In the text about meeting a boyfriend's friends, why might meeting a college boyfriend's friends be difficult?

● **Text passage**
⁂
So you’re in a relationship and stuff is going swell. He likes you and you like him and you’re both mad busy but making it work and it’s smiles all around. He met your friends and they all loved him because he’s got adorable dimples or a great fashion sense or a lovable demeanor. Now, it’s time to meet his friends.
One of the problematic after-effects of western maleness is a complete obsession with making sure everyone knows that we have no ‘feminine’ aspects. Whether it’s because we want everyone to know that we ‘totally aren’t a pansy‘ or because we watched G.I Joe too much (if that’s possible), aspects of our personality that might be construed as ‘female’ (of course, problematic since, as we all know, gender is performance) scare the crap out of us.
Guys eventually (usually) grow out of this, realize that everyone has their own stuff, and it doesn’t make you any less of a man to cry once and a while or to love something beyond ‘tail and cash!’ Maternal and Paternal instincts have many similarities, after all.
What totally sucks is this ‘phase’ strikes right around 18-24, and if you’re dating a college guy, there’s a decent chance he’s got a little bit of this in him. It doesn’t mean he’s a cretin in waiting, but it can make meeting his friends difficult at times because they are suffering from UBLS, or Unrequited Bro Love Syndrome (pronounced “Ubles“)
Basically, he and his circle of friends haven’t yet admitted that they love each other, unless maybe drunk, crying, and cradling each other on a dew soaked lawn (“We said we wouldn’t talk about it”) But they do. We guys love our friends, but this fear to admit it might cause some erratic behavior when you (as the girlfriend) are introduced to the group. This isn’t meant as a guide to ‘fit in with any guy’s group of friends‘ because honestly if everyone is a douche you should bounce and find someone with friends you get along with (if all your boyfriend’s friends are a**holes, chances are your girlfriends are right and you are in fact, dating an a**hole). This is just a series of profiles on some of the dudes you might encounter.
The Rude Dude
If He Were an Animal He’d Be A : Camel. Loves ciggarettes, spitting, making those riding him feel uncomfortable.
The rude dude, the Raphael to your boyfriend’s Leonardo (or Mikey if your boyfriend loves pizza). He’s ’sardonic’ and ’sarcastic’ but for some reason to you he just sounds ‘mean.’ He’s a big time UBLS sufferer. His lack of manners is him trying to protect your BF from you. His level of rudeness is related to how much he’s been burned by women in the past, which is usually a lot because, hey, he’s pretty f*cking rude.
⁂
(Labeled-object pointing entries)
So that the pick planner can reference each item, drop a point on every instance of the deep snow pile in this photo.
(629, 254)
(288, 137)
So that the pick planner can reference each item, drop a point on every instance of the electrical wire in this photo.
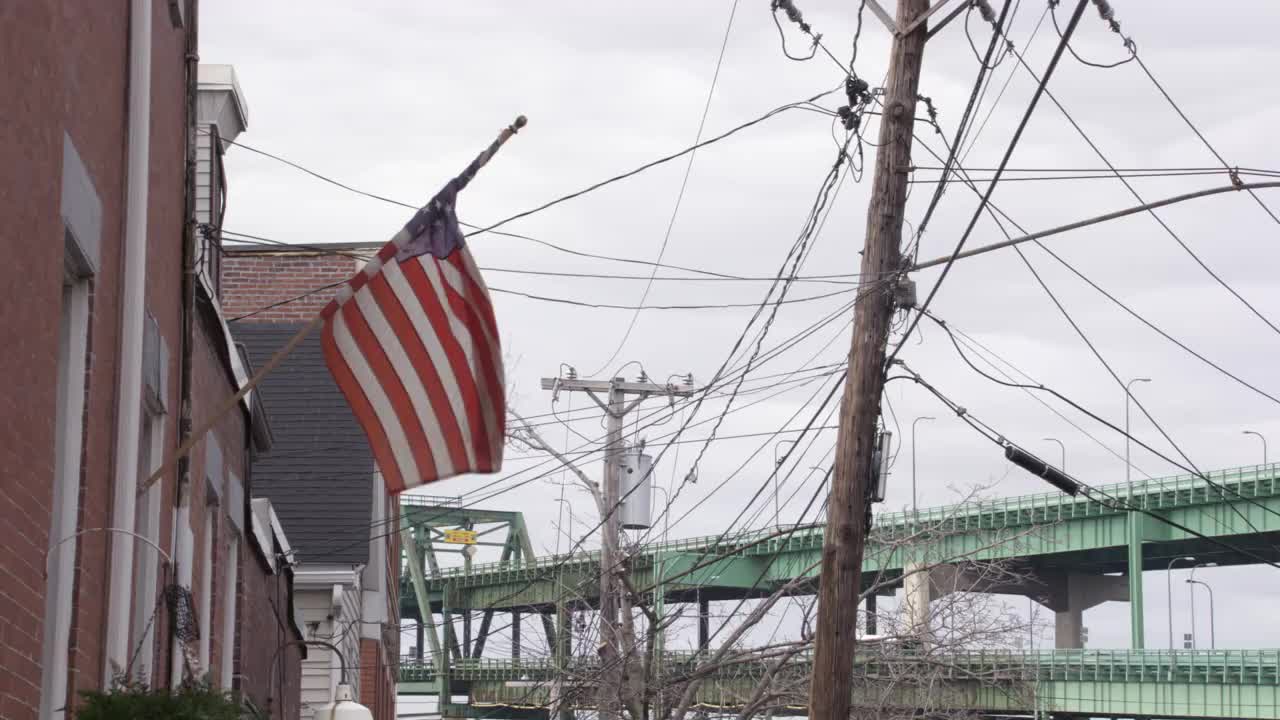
(991, 187)
(1091, 492)
(680, 195)
(1137, 196)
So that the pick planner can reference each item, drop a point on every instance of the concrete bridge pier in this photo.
(1070, 595)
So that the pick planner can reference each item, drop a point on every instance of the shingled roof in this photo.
(319, 470)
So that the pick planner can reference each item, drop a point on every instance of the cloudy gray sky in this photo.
(396, 98)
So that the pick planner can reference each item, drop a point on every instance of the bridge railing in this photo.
(1194, 666)
(1151, 493)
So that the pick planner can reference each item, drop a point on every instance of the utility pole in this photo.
(615, 404)
(846, 504)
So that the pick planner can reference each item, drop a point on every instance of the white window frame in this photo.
(206, 582)
(146, 557)
(63, 543)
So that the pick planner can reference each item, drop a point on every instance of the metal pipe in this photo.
(1212, 630)
(1169, 582)
(914, 507)
(1264, 443)
(1192, 592)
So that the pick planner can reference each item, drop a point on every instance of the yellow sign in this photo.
(460, 537)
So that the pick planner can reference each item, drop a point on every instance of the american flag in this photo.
(412, 343)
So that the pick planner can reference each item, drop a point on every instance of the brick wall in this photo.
(264, 601)
(254, 279)
(65, 72)
(376, 679)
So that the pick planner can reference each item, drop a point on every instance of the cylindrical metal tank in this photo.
(636, 487)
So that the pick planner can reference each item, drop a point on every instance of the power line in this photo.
(707, 276)
(1191, 466)
(653, 164)
(991, 187)
(680, 195)
(986, 431)
(964, 123)
(1013, 71)
(1139, 199)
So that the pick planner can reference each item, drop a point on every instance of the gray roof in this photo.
(319, 470)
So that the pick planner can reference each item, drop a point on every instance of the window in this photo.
(206, 582)
(72, 351)
(82, 228)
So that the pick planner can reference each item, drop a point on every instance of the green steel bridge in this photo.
(1070, 552)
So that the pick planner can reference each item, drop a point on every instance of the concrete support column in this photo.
(515, 636)
(915, 598)
(1069, 628)
(704, 624)
(1137, 630)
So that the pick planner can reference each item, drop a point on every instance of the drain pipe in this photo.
⁂
● **Written solution**
The phase of fearing any "feminine" aspects tends to strike around ages 18 to 24, so a college boyfriend and his friends may suffer from Unrequited Bro Love Syndrome. They love each other but haven't admitted it, and that fear of admitting it can cause erratic behavior when a girlfriend is introduced to the group.